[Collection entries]
--- Begin ---

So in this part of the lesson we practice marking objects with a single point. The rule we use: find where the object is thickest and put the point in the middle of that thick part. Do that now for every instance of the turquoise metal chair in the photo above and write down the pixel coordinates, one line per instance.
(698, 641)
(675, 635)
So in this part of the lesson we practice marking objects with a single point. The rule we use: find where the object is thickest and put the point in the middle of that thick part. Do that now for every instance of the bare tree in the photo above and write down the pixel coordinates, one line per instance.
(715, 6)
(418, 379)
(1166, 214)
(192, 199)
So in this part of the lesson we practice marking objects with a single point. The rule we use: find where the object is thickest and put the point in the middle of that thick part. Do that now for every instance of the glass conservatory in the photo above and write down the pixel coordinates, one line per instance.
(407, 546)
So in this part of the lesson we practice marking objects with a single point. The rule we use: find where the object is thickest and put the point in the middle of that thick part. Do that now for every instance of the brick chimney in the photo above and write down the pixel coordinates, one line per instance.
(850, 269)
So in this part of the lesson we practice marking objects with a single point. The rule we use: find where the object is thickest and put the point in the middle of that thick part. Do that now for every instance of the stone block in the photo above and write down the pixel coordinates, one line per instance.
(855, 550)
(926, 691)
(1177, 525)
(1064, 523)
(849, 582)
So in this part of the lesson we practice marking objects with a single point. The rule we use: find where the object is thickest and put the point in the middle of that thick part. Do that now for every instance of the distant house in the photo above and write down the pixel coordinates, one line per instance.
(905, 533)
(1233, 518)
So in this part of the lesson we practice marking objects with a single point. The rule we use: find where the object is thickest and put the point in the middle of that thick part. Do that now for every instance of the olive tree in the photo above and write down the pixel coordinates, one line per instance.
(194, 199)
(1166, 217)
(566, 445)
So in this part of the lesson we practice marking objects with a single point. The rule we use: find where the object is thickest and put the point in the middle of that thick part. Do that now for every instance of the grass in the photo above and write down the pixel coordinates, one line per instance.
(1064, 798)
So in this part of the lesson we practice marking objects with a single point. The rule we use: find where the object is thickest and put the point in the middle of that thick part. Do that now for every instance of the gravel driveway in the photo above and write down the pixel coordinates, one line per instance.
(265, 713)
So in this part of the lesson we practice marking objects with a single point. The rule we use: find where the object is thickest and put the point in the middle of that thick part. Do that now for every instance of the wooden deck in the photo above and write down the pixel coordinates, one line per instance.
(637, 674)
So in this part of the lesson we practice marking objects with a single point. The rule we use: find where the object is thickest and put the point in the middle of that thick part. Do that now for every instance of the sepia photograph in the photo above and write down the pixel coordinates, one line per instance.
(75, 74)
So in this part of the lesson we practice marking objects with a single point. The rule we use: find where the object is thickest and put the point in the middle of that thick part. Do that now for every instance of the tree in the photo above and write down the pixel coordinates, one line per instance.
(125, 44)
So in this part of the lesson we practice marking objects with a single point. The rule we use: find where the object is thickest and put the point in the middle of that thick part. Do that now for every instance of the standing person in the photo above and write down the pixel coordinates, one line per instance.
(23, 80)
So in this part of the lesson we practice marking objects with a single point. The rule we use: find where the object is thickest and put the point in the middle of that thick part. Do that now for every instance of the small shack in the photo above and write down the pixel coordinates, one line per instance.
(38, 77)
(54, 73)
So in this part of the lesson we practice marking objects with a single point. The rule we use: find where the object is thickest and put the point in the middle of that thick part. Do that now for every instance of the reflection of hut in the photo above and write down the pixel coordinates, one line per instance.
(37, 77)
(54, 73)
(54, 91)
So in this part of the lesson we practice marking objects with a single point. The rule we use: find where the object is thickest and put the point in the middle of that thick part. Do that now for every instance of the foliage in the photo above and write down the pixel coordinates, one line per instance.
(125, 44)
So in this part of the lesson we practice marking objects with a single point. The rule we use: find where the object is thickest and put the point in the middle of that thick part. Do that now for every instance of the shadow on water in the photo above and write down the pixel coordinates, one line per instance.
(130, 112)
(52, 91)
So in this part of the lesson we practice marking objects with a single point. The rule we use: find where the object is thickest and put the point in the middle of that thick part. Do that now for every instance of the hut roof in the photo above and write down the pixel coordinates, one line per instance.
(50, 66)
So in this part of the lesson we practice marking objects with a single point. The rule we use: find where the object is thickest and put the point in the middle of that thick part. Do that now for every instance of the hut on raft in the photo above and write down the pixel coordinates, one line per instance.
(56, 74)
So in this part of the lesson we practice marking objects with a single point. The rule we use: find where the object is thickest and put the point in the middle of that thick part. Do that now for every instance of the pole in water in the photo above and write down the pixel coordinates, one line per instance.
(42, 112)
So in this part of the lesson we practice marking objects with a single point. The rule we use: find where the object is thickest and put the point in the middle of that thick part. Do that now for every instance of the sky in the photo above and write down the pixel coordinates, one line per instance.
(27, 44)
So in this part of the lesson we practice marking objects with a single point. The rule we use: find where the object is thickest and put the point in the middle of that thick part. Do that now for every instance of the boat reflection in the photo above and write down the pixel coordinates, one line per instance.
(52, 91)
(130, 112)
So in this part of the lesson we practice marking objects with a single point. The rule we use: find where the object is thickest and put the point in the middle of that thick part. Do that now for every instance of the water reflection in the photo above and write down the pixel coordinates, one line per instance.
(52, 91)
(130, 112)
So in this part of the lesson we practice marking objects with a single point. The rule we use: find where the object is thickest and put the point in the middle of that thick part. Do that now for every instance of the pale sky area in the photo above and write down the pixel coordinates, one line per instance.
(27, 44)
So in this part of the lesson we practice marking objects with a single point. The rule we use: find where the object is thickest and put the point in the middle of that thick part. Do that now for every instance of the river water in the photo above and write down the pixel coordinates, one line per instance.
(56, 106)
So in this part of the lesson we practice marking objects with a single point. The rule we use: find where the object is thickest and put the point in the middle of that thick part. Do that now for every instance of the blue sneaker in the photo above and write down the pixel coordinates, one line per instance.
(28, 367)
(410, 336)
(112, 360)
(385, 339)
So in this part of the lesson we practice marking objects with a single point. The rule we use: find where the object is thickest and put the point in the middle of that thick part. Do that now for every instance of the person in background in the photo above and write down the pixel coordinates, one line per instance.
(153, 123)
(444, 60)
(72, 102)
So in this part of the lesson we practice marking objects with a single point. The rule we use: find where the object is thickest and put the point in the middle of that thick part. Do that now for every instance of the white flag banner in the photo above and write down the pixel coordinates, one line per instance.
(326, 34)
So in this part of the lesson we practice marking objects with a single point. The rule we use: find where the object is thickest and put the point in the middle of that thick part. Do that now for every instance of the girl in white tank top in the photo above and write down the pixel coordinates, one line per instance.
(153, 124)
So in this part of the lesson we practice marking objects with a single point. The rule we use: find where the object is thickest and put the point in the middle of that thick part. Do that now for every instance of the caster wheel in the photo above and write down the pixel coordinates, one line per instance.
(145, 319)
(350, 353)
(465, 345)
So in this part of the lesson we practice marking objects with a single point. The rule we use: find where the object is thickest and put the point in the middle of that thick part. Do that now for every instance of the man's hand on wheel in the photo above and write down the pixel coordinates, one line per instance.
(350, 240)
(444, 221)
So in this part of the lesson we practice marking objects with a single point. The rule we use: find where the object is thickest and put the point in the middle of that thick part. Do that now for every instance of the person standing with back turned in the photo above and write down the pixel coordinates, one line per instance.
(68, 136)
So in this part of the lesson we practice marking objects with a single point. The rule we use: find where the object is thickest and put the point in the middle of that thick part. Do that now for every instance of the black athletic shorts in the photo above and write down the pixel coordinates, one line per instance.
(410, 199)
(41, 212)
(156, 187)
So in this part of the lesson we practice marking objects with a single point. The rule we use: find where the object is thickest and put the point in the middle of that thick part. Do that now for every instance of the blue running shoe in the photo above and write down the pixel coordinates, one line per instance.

--- End ---

**YOUR OBJECTIVE:**
Output every entry shown above, exactly.

**WRITTEN ANSWER:**
So in this part of the lesson we practice marking objects with a single point. The rule we use: find where the object is thickest and put the point in the middle of that thick part. Do that now for every instance of the turquoise metal chair in the photo above and write down the pixel coordinates, one line per instance.
(698, 641)
(675, 635)
So in this part of the lesson we practice marking objects with a single point. The rule we use: find where the object is thickest and put the point in the middle of that thick part. Do that now for every instance of the bare tree in the photo above and write down the pixel coordinates, one line per instance.
(715, 6)
(418, 379)
(1166, 214)
(192, 199)
So in this part of the lesson we practice marking objects with a single point. The rule we use: find where the object is thickest and put the point in the middle of that thick part. Do that now for every instance of the glass conservatory in the photo above and write down the pixel coordinates, one line per instance.
(407, 546)
So in this part of the lesson we practice marking objects with a single point. The rule we use: find where the object is thickest and put the point in the middle of that thick part. Do that now for every instance of the brick chimney in the photo above and write down the pixel coordinates, one line per instance.
(850, 269)
So in this part of the lesson we practice marking objects with a single point. The rule we use: find where the object is thickest and put the point in the middle of that thick part. Do that now for every instance of the stone block in the photo above and write down the pixel coordinates, one line per instance.
(855, 550)
(926, 691)
(1177, 525)
(1064, 523)
(849, 582)
So in this part of the lesson we practice marking objects with a single point. The rule we use: find where the object is thickest and put the point in the middle of that thick part. Do that now for every instance of the distant house in the photo above and write down the pixel coordinates, one line per instance.
(905, 533)
(1233, 518)
So in this part of the lesson we practice marking objects with a single point. The rule we use: find where the object is thickest and put the point in the middle of that thick part. Do that now for every instance of the olive tree in the photo above and write down the pixel coordinates, one line per instance.
(194, 199)
(1166, 217)
(566, 445)
So in this part of the lesson we practice marking objects with a single point. The rule we use: find where the object is thickest and put the point in the middle of that thick part. Do that now for every instance of the grass in the photo above and write down the pixel coordinates, one line per instance.
(1064, 798)
So in this part of the lesson we practice marking objects with a single point. The rule we use: find where the object is thickest and put the point in the middle of that thick part. Do that now for every instance of the gravel driveway in the photo above and write down the pixel coordinates, one line per instance.
(265, 713)
So in this part of the lesson we practice marking objects with a single point. The rule we use: find where the object is thickest and put the point in the middle of that thick part. Do that now for every instance of the wooden deck in the photo above and write down the pixel coordinates, one line per instance.
(637, 674)
So in this part of the lesson we practice marking objects with a single point. The rule we use: find where the object is thickest and put the point in the middle of that thick part. Do that now for every instance of the sepia photograph in the photo above and write down the pixel coordinates, one line per instance.
(75, 74)
So in this part of the lesson we practice marking objects with a single point. The rule we use: find where the object is thickest and put the point in the middle of that thick part. Do that now for every instance of the tree in the photo above and write down the pixel coordinates, one line per instance.
(125, 44)
So in this part of the lesson we practice marking objects with a single point. The rule we use: find where the object is thickest and put the point in the middle of that thick part. Do that now for every instance of the standing person in the photo above and write down the pixel coordinates, one line per instance.
(23, 80)
So in this part of the lesson we practice marking objects with a single point. The rule we use: find where the object is thickest and put the point in the middle of that thick part. Do that now for every instance of the small shack in the photo above and write down the pixel coordinates, one line per instance.
(38, 77)
(54, 73)
So in this part of the lesson we practice marking objects with a single point. The rule we use: find where the object is thickest and put the point in the middle of that thick part. Do that now for every instance of the reflection of hut in the photo above and write down the pixel coordinates, one line per instance.
(37, 77)
(54, 73)
(54, 91)
So in this part of the lesson we practice marking objects with a single point. The rule we use: find where the object is thickest and put the point in the middle of that thick part. Do that now for every instance of the foliage in the photo above and write down the pixel coordinates, one line per instance.
(125, 44)
So in this part of the lesson we practice marking objects with a single point. The rule we use: find where the object is thickest and put the point in the middle of that thick part. Do that now for every instance of the shadow on water in the photo above and write down the pixel coordinates, one line per instance.
(130, 112)
(52, 91)
So in this part of the lesson we practice marking objects with a single point. The rule we use: find where the object is thickest and put the point in the middle of that thick part. Do that now for every instance of the hut roof in the photo above and write down the pixel coordinates, one line per instance.
(50, 66)
So in this part of the lesson we practice marking objects with a single point. The rule we use: find where the object is thickest and put the point in the middle of that thick part. Do that now for every instance of the hut on raft in the photo above and write down the pixel coordinates, one line per instance.
(56, 74)
So in this part of the lesson we practice marking objects with a single point. The rule we use: find where the object is thickest and put the point in the middle of that thick part. Do that now for every instance of the pole in water in the photo above and write down the pixel coordinates, one line per instance.
(42, 112)
So in this part of the lesson we practice marking objects with a single point. The rule we use: find where the object is thickest and put the point in the middle of that thick part. Do that now for every instance of the sky in the photo above and write down the pixel coordinates, one line per instance.
(27, 44)
So in this part of the lesson we practice marking objects with a single point. The rule we use: find where the object is thickest and put the point in the middle of that thick part. Do that now for every instance of the boat reflection in the photo above and write down the pixel coordinates, one line per instance.
(52, 91)
(130, 112)
So in this part of the lesson we practice marking objects with a single point. The rule we use: find where the object is thickest and put the point in the middle of that thick part. Do that now for every instance of the water reflection in the photo above and write down the pixel coordinates, one line per instance.
(52, 91)
(130, 112)
So in this part of the lesson we practice marking objects with a single point. The rule we use: find where the object is thickest and put the point in the middle of that thick part. Do that now for every instance of the pale sky area in the photo above and write down the pixel coordinates, one line per instance.
(27, 44)
So in this part of the lesson we practice marking objects with a single point. The rule we use: find where the object is thickest and put the point in the middle of that thick part. Do that now for every instance of the river water in the photo above and write down the pixel coordinates, one line per instance.
(56, 106)
So in this part of the lesson we practice marking objects with a single point. The rule we use: find where the object is thickest and put the point in the middle of that thick part. Do that now for every instance of the blue sneaker in the photo above and write down the pixel coordinates, one line per instance.
(28, 367)
(410, 336)
(112, 360)
(385, 339)
So in this part of the lesson we practice marking objects with a single point. The rule we use: find where the object is thickest and put the point in the middle of that thick part. Do that now for every instance of the person in background in the photo above and write down the pixel coordinates, one line per instance.
(153, 123)
(444, 60)
(72, 102)
So in this part of the lesson we practice marking objects with a single point. The rule we use: find where the object is thickest and put the point in the middle of that thick part. Do that now for every instance of the white flag banner in the photo above and write down the pixel coordinates, one line per instance.
(326, 34)
So in this part of the lesson we practice marking objects with a single point. The rule we use: find where the object is thickest and put the point in the middle of that thick part. Do that now for every instance of the girl in white tank top in the photo above and write down the pixel coordinates, one line per instance.
(153, 124)
So in this part of the lesson we practice marking objects with a single point. The rule we use: find where the object is thickest and put the point in the middle of that thick part. Do that now for every instance of the caster wheel in the photo above and write down the pixel coordinates, one line per instance.
(145, 319)
(350, 353)
(465, 345)
So in this part of the lesson we practice marking objects with a single point. The rule we use: find where the object is thickest and put the point in the middle of that thick part. Do that now for every instance of the man's hand on wheel in the photo above and write down the pixel coordinates, one line per instance.
(350, 240)
(444, 221)
So in this part of the lesson we practice marking objects with a single point. The rule we use: find where the object is thickest and put the point in the middle of that thick part. Do that now for every instance of the person standing with back turned in the photo above and write down the pixel coordinates, one line per instance.
(68, 136)
So in this part of the lesson we practice marking objects with a single point. The rule we use: find where the object is thickest and put the point in the middle of that thick part. Do that now for every instance of the black athletic shorts in the photo above and write down the pixel coordinates, one line per instance.
(410, 199)
(41, 212)
(156, 187)
So in this part of the lesson we practice marking objects with a single point. The rule we use: find where the object is thickest and put the point in the middle of that thick part. Do that now for every instance of the blue running shoe in the photo above and write down the pixel coordinates, one line per instance.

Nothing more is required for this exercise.